Whenever "blue" appears in a line, please copy that line from the data.

[Records from a data source]
Content starts

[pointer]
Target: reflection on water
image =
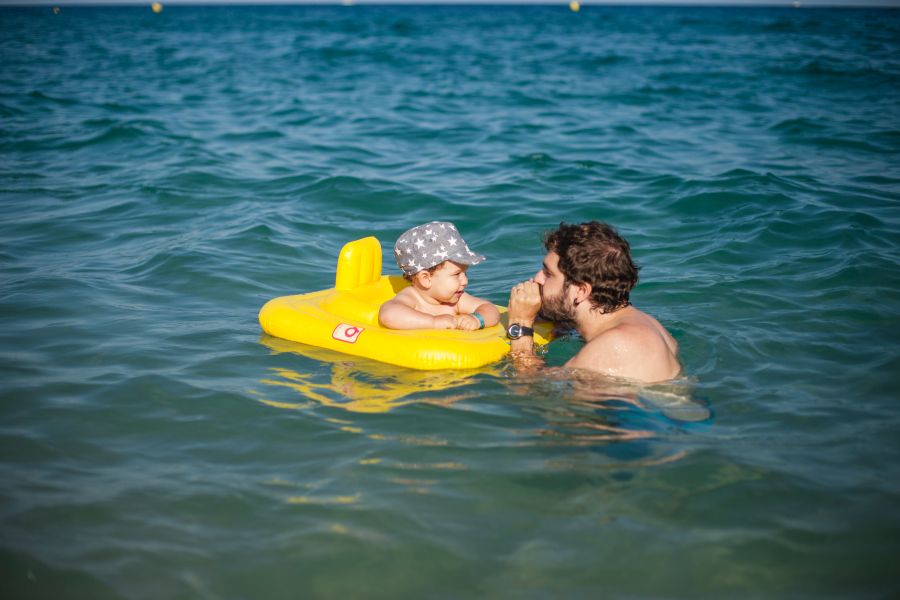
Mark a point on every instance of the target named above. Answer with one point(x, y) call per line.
point(360, 385)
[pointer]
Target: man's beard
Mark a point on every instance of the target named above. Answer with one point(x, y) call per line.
point(556, 309)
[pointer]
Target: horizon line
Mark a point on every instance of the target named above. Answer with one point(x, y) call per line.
point(797, 4)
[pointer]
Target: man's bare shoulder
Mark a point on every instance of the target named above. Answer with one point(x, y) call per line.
point(633, 349)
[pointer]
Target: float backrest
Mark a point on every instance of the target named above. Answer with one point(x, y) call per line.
point(359, 263)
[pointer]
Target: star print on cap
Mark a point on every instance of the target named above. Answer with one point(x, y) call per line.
point(431, 244)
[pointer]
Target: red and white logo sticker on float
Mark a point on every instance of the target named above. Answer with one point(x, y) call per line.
point(347, 333)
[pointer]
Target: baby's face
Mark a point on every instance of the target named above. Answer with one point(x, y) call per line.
point(448, 282)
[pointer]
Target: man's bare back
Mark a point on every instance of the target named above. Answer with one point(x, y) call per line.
point(633, 346)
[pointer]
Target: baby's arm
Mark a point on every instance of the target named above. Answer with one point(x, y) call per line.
point(469, 304)
point(399, 313)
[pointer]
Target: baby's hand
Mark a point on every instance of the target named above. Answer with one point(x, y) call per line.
point(445, 322)
point(467, 322)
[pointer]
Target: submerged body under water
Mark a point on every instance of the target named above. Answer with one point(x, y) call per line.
point(163, 175)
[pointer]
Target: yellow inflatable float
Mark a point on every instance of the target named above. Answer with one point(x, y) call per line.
point(345, 319)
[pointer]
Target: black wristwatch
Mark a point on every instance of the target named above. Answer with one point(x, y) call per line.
point(515, 331)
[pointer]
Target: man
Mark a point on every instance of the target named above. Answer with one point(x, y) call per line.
point(585, 282)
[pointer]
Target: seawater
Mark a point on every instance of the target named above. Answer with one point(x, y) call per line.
point(163, 175)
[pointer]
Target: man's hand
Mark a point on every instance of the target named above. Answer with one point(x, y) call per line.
point(524, 303)
point(467, 322)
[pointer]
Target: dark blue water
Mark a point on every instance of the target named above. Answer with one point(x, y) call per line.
point(163, 175)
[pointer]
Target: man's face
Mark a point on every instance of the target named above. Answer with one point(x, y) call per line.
point(556, 305)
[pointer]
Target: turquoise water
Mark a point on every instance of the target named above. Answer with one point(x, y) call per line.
point(164, 175)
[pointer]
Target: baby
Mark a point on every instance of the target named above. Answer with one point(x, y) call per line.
point(434, 258)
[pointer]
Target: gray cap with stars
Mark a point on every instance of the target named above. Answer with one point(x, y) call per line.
point(427, 245)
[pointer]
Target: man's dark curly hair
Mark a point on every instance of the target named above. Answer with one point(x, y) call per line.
point(595, 253)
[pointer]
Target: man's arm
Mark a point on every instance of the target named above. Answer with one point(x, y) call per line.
point(524, 305)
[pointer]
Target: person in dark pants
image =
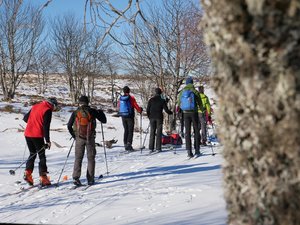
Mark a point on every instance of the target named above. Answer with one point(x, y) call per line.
point(191, 118)
point(82, 127)
point(38, 121)
point(128, 116)
point(155, 108)
point(203, 115)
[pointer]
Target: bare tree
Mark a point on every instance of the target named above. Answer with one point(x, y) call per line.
point(169, 49)
point(20, 28)
point(43, 64)
point(80, 53)
point(256, 49)
point(69, 41)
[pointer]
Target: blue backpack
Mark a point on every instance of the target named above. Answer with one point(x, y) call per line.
point(187, 100)
point(125, 106)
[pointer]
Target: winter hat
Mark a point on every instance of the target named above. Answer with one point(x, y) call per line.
point(189, 80)
point(201, 88)
point(52, 101)
point(84, 100)
point(126, 89)
point(158, 91)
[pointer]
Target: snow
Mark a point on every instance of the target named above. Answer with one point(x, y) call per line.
point(164, 188)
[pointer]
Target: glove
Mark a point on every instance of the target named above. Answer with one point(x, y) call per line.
point(47, 145)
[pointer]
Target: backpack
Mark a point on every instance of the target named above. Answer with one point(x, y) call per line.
point(176, 139)
point(187, 100)
point(83, 123)
point(165, 139)
point(125, 106)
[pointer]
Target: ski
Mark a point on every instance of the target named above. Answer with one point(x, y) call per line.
point(83, 187)
point(74, 187)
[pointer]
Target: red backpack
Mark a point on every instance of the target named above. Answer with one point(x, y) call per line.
point(83, 123)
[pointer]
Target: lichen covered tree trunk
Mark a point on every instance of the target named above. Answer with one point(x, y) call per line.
point(255, 46)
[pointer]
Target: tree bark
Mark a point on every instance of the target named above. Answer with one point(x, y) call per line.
point(255, 46)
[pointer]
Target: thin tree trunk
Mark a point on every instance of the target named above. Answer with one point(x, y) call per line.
point(255, 46)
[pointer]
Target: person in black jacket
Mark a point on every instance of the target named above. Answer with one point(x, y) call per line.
point(154, 112)
point(85, 137)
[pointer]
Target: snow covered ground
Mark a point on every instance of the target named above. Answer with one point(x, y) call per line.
point(164, 188)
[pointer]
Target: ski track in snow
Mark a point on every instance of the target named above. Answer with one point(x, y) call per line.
point(140, 188)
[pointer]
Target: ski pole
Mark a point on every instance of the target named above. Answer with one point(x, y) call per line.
point(65, 163)
point(147, 131)
point(141, 132)
point(104, 149)
point(13, 172)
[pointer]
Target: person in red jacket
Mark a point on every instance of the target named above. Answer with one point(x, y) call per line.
point(126, 105)
point(38, 121)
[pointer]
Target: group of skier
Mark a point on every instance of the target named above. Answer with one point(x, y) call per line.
point(194, 105)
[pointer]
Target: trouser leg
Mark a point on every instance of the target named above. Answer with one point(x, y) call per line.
point(159, 124)
point(203, 128)
point(32, 154)
point(195, 123)
point(79, 153)
point(130, 131)
point(152, 133)
point(125, 126)
point(91, 153)
point(187, 126)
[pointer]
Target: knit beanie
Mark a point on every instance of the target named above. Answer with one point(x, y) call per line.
point(84, 100)
point(158, 91)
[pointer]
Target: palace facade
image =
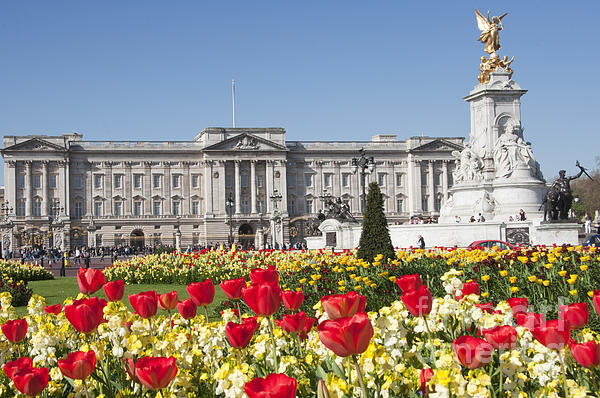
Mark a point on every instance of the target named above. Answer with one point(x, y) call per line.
point(250, 182)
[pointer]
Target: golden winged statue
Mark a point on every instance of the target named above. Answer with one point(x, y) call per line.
point(489, 31)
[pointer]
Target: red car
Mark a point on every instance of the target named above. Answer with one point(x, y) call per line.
point(483, 244)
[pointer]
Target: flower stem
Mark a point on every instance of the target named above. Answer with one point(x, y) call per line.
point(359, 376)
point(274, 346)
point(562, 368)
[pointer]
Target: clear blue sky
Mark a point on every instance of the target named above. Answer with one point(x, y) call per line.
point(336, 70)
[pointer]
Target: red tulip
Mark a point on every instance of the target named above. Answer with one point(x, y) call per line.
point(15, 330)
point(472, 352)
point(202, 293)
point(13, 367)
point(407, 283)
point(53, 309)
point(426, 375)
point(155, 373)
point(90, 280)
point(114, 290)
point(530, 320)
point(596, 301)
point(586, 354)
point(555, 334)
point(346, 336)
point(343, 305)
point(233, 288)
point(145, 304)
point(32, 381)
point(187, 309)
point(168, 301)
point(239, 335)
point(501, 337)
point(576, 314)
point(298, 323)
point(518, 304)
point(470, 287)
point(274, 385)
point(292, 300)
point(258, 275)
point(418, 302)
point(86, 314)
point(263, 298)
point(78, 365)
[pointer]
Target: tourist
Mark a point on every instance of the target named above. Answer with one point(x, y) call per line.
point(421, 242)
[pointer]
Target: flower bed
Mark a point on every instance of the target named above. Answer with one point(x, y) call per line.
point(421, 344)
point(25, 272)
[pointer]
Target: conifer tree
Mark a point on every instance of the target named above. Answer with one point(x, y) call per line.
point(375, 236)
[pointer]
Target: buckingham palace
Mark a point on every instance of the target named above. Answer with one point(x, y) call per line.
point(249, 185)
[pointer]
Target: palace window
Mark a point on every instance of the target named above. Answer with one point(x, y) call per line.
point(98, 209)
point(156, 208)
point(309, 208)
point(137, 181)
point(118, 208)
point(137, 208)
point(156, 180)
point(176, 181)
point(78, 209)
point(345, 180)
point(308, 180)
point(37, 207)
point(21, 207)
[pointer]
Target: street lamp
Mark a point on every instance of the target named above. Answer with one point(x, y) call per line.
point(276, 198)
point(366, 165)
point(229, 203)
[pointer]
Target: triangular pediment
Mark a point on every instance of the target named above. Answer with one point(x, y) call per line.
point(439, 145)
point(35, 144)
point(246, 143)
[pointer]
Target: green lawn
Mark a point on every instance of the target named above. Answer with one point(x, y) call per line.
point(57, 290)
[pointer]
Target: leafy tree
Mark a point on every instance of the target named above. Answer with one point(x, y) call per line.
point(375, 236)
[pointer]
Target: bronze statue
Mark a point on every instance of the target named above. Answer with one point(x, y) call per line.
point(489, 31)
point(559, 197)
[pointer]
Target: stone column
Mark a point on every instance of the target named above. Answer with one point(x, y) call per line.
point(45, 205)
point(28, 192)
point(88, 189)
point(431, 187)
point(268, 185)
point(238, 196)
point(445, 179)
point(147, 189)
point(208, 194)
point(108, 182)
point(253, 186)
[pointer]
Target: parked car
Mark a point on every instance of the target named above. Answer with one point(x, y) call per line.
point(491, 243)
point(593, 240)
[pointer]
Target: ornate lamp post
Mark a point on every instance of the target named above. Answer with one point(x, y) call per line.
point(229, 203)
point(276, 198)
point(366, 165)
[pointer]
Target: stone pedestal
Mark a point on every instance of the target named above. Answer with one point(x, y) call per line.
point(496, 174)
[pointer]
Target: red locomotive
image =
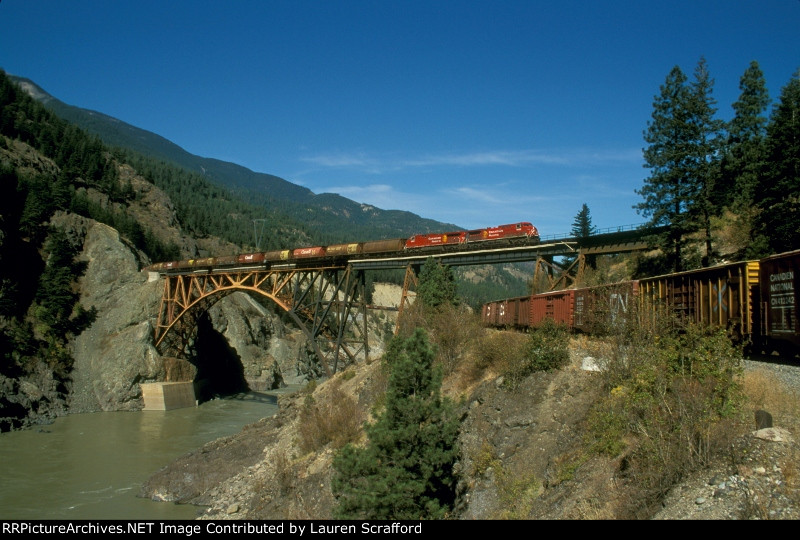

Content ends

## [Task response]
Target: dark blue water
Target: blue backpack
Target: clear blue sky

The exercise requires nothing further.